(Text-to-region grounding data)

=== Section Start ===

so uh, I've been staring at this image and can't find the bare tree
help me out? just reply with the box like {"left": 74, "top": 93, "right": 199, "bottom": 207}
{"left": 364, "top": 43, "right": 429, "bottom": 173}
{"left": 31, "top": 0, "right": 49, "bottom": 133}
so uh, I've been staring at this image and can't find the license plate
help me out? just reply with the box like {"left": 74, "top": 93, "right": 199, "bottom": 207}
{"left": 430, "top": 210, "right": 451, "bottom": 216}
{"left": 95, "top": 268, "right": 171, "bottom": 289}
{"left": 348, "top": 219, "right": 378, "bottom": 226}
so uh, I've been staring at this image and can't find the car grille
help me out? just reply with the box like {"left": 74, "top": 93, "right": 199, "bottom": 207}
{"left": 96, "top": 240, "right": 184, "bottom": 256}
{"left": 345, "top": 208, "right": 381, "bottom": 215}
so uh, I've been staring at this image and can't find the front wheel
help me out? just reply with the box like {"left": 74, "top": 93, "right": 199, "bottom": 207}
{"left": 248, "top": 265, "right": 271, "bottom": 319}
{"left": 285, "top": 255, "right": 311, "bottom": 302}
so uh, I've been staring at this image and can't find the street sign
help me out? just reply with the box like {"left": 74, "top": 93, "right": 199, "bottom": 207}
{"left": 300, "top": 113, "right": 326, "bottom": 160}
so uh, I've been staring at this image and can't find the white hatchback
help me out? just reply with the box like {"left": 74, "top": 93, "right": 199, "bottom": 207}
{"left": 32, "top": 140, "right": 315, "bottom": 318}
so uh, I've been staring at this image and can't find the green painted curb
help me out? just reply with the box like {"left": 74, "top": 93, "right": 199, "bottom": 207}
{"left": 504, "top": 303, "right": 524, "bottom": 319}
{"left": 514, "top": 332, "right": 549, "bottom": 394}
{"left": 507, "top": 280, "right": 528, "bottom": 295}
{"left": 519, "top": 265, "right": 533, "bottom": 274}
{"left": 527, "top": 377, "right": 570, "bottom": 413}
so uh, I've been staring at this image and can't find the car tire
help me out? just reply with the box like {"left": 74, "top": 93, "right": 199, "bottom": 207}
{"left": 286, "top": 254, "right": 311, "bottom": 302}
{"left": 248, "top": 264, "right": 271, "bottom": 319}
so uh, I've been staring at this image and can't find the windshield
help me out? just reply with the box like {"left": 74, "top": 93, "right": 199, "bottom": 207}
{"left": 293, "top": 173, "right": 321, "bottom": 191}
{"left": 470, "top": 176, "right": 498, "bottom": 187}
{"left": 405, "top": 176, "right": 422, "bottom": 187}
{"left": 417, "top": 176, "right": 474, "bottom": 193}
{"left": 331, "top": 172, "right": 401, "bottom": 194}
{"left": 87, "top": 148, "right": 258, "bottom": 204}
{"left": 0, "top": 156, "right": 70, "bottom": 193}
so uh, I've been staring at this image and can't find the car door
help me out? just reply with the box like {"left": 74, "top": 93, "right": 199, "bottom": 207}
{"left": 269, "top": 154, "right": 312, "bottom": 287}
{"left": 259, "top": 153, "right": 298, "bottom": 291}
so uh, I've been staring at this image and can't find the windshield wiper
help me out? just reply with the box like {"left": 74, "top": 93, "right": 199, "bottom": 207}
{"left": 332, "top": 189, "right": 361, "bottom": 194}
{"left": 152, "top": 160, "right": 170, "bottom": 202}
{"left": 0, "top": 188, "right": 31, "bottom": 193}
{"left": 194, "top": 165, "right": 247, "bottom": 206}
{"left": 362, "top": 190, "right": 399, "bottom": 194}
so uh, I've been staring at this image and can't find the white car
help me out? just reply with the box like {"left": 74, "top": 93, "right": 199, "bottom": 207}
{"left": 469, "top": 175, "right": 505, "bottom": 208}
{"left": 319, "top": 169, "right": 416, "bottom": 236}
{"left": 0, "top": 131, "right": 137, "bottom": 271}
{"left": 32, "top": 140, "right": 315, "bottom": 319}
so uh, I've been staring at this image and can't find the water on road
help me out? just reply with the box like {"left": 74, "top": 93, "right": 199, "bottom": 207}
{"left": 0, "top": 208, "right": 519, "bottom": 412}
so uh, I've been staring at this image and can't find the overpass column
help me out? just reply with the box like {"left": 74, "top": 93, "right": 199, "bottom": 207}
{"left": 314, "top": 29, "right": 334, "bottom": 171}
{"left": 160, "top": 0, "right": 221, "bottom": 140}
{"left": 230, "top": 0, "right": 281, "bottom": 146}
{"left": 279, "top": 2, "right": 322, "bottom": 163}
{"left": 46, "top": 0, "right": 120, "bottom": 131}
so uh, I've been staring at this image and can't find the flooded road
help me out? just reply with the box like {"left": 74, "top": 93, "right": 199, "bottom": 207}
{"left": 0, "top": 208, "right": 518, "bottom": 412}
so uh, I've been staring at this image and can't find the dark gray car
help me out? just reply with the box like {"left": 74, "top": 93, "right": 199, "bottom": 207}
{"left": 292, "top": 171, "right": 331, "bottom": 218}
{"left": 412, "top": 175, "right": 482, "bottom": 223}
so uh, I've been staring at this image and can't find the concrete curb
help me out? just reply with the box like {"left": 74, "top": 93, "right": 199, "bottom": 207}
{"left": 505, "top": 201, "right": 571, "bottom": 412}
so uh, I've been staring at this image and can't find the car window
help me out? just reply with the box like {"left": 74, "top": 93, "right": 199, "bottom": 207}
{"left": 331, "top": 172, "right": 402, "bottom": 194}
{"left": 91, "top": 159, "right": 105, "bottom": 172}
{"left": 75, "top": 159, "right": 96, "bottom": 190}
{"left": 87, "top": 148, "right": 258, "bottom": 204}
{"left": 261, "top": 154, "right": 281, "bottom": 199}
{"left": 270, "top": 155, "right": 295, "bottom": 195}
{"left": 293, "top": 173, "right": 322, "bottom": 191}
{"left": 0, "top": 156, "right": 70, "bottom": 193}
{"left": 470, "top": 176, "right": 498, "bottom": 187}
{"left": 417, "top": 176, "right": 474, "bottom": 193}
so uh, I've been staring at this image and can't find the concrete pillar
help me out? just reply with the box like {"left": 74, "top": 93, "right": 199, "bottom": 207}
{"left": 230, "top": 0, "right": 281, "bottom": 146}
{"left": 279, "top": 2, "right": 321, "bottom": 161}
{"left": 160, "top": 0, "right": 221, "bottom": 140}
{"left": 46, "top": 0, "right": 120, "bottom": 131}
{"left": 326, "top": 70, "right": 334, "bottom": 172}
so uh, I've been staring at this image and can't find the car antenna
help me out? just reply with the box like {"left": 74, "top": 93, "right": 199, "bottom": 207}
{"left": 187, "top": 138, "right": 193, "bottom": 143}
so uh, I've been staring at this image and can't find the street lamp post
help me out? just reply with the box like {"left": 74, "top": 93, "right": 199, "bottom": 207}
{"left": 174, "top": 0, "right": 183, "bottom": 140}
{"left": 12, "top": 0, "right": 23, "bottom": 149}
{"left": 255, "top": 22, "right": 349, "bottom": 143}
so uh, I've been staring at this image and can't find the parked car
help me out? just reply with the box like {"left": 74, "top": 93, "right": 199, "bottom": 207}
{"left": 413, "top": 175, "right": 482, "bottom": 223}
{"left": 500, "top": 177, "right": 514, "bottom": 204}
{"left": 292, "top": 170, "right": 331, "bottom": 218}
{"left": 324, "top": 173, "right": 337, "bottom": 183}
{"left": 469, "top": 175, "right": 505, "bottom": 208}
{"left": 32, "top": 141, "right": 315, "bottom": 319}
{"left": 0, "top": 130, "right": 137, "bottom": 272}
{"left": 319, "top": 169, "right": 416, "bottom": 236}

=== Section End ===
=== Section Start ===

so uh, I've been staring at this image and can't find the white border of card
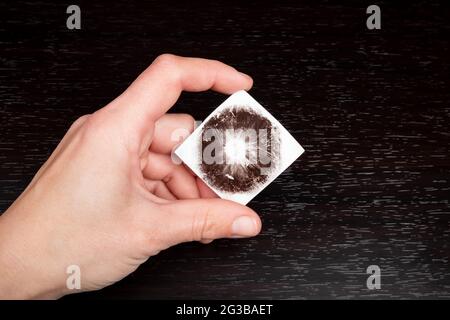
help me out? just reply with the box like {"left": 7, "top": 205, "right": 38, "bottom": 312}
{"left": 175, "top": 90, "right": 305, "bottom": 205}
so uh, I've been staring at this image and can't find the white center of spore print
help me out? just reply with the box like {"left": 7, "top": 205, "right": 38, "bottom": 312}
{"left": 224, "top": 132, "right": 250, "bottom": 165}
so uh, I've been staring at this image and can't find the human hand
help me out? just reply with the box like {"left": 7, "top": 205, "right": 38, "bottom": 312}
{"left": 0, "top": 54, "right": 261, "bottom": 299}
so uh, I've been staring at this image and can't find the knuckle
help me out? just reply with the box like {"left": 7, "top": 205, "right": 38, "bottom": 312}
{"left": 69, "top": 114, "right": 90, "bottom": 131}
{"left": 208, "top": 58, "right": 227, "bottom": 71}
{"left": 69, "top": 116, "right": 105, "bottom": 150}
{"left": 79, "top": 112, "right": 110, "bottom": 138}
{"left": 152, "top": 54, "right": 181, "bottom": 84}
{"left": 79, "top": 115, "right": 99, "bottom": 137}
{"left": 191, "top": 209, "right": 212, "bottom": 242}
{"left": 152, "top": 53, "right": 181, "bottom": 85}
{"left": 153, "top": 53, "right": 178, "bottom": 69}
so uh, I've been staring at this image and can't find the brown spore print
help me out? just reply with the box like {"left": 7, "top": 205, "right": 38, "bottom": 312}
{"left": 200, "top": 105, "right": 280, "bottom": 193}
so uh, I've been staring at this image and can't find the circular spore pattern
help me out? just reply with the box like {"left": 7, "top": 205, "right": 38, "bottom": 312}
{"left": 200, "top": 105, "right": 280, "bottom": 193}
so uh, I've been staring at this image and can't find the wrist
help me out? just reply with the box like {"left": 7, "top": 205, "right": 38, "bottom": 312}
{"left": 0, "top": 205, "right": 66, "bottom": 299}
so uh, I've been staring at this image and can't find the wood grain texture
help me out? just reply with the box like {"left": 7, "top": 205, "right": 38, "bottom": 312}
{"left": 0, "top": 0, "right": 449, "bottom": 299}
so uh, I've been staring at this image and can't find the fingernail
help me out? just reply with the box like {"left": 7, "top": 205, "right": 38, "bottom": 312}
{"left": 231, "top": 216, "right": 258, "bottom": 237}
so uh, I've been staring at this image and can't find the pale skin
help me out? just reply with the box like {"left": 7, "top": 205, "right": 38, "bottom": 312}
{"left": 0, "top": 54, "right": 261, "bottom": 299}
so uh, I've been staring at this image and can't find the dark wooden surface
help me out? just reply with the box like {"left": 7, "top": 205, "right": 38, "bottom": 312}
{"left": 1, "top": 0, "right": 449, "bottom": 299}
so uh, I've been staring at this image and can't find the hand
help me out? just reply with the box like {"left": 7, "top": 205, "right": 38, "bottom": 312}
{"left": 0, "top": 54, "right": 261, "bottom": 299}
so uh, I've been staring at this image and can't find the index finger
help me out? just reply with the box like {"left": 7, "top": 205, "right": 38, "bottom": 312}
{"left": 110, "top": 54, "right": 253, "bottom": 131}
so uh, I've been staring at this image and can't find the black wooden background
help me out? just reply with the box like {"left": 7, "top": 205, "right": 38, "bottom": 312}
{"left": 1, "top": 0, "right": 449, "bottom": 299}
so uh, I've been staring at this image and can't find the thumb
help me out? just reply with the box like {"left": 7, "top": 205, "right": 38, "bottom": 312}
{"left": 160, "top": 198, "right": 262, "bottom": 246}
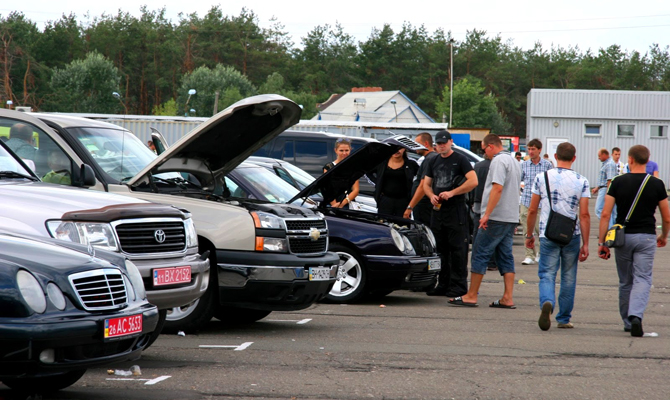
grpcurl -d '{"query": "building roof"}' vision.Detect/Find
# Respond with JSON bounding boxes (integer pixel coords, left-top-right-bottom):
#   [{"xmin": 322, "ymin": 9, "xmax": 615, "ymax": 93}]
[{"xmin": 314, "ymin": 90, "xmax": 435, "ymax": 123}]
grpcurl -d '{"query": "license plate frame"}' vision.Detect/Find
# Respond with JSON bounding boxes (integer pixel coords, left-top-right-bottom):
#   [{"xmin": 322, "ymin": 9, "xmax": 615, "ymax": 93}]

=== Section End ===
=== Section Start ===

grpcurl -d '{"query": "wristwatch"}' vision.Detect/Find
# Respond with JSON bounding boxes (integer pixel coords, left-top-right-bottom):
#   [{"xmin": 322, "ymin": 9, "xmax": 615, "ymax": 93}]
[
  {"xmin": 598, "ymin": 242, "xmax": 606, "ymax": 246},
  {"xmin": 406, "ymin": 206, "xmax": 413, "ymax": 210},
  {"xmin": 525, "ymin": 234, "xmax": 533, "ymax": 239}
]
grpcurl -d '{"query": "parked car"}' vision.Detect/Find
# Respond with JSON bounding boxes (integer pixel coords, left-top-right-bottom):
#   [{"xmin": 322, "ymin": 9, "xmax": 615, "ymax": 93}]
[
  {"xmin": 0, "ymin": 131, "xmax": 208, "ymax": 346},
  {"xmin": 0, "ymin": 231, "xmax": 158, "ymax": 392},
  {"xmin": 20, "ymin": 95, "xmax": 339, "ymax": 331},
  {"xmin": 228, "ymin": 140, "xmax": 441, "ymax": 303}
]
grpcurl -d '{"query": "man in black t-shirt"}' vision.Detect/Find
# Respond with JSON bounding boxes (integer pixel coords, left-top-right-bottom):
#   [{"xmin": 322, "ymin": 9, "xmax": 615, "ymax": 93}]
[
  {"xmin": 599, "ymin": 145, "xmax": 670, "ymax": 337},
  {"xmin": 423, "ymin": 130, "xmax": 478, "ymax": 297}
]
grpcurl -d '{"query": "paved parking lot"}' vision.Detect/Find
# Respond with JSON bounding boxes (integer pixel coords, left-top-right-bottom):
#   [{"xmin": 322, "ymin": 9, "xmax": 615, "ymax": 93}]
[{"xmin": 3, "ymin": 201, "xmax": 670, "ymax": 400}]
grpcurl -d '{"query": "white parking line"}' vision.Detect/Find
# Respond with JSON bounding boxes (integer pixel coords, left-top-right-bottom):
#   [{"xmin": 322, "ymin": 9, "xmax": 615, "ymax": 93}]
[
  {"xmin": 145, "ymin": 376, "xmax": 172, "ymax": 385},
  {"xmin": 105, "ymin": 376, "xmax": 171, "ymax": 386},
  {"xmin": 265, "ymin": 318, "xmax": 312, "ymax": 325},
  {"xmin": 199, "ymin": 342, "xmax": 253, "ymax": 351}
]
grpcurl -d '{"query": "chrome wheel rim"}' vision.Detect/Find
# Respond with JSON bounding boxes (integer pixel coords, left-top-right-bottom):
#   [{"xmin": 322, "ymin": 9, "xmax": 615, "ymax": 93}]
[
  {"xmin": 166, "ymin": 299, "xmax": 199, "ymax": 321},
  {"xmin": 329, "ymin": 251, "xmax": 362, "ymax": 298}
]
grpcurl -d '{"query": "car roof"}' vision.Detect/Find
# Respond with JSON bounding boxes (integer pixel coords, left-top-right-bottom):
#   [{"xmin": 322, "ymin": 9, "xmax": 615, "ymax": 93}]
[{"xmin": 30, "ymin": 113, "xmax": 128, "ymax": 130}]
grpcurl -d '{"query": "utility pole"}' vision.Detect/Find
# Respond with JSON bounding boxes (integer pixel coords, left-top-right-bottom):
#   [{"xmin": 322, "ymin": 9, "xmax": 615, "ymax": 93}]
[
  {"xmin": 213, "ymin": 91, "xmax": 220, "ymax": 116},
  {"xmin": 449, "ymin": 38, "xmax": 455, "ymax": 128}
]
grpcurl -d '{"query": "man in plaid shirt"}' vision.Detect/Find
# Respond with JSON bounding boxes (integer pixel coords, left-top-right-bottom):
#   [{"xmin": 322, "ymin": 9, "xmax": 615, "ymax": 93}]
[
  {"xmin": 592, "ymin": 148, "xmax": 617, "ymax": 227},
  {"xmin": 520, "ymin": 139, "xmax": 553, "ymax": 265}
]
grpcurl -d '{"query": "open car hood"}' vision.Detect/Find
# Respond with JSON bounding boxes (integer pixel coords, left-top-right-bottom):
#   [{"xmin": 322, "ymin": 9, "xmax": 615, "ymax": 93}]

=== Section End ===

EXERCISE AIM:
Where does the string "street" appear in the records? Copy every line that holds it.

TASK ANSWER:
so uh, I've been staring at this image and can't find the street sign
so uh, I've been staring at this image and can't find the street lamp post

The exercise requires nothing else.